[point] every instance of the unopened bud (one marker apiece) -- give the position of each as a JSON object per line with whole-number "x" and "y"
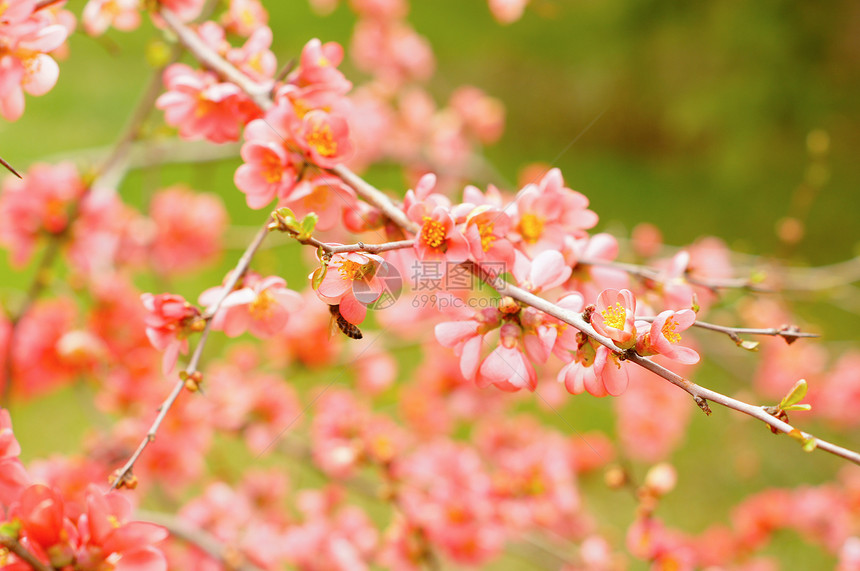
{"x": 661, "y": 478}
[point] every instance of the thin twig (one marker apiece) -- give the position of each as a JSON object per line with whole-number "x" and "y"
{"x": 788, "y": 332}
{"x": 15, "y": 547}
{"x": 656, "y": 275}
{"x": 230, "y": 558}
{"x": 45, "y": 4}
{"x": 123, "y": 474}
{"x": 106, "y": 176}
{"x": 377, "y": 198}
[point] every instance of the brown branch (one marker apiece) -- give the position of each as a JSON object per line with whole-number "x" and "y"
{"x": 123, "y": 475}
{"x": 788, "y": 332}
{"x": 45, "y": 4}
{"x": 379, "y": 199}
{"x": 13, "y": 545}
{"x": 107, "y": 174}
{"x": 257, "y": 92}
{"x": 230, "y": 557}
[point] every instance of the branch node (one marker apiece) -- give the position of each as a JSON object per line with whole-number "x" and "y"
{"x": 703, "y": 404}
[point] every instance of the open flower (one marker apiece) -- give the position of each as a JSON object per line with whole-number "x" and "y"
{"x": 262, "y": 306}
{"x": 439, "y": 238}
{"x": 597, "y": 371}
{"x": 169, "y": 321}
{"x": 615, "y": 317}
{"x": 665, "y": 334}
{"x": 507, "y": 366}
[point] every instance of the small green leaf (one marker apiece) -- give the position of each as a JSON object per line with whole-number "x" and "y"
{"x": 309, "y": 222}
{"x": 749, "y": 345}
{"x": 10, "y": 528}
{"x": 795, "y": 395}
{"x": 318, "y": 276}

● ● ● ●

**AIM OF THE EXERCISE**
Print the listing verbatim, images excluded.

**RESPONSE FOR THIS EXERCISE**
[point] every instance of the unopened bud (one marker apiece) -- give the position of each as a JSON object per line with whole-number "x" and "y"
{"x": 661, "y": 478}
[point] every instance of the thin twig (one marker apiece) -- give the position of each as a JSON object per line with whole-number "x" and "y"
{"x": 788, "y": 332}
{"x": 15, "y": 547}
{"x": 656, "y": 275}
{"x": 230, "y": 558}
{"x": 45, "y": 4}
{"x": 123, "y": 474}
{"x": 106, "y": 176}
{"x": 377, "y": 198}
[point] every instance of the brown branch (one marker apiece) -- give the position of each as a JSON object per line with whole-number "x" and "y"
{"x": 123, "y": 475}
{"x": 788, "y": 332}
{"x": 45, "y": 4}
{"x": 379, "y": 199}
{"x": 13, "y": 545}
{"x": 107, "y": 174}
{"x": 257, "y": 92}
{"x": 230, "y": 557}
[point] every instance of the branch node (one marker apiece) -- give the position of each as a JSON object per line with whole-number "x" and "y"
{"x": 703, "y": 404}
[point] every instance of the open flower (one marker apiece) -- give the position of each as a JSON object per line with whole-number "x" and "y"
{"x": 262, "y": 306}
{"x": 439, "y": 238}
{"x": 597, "y": 371}
{"x": 169, "y": 321}
{"x": 615, "y": 317}
{"x": 665, "y": 334}
{"x": 507, "y": 366}
[point] every instance of the small green leaf (one marker apiece) -- give the position of each as a JSON object per line with whole-number "x" and "y"
{"x": 309, "y": 222}
{"x": 749, "y": 345}
{"x": 10, "y": 528}
{"x": 795, "y": 395}
{"x": 318, "y": 276}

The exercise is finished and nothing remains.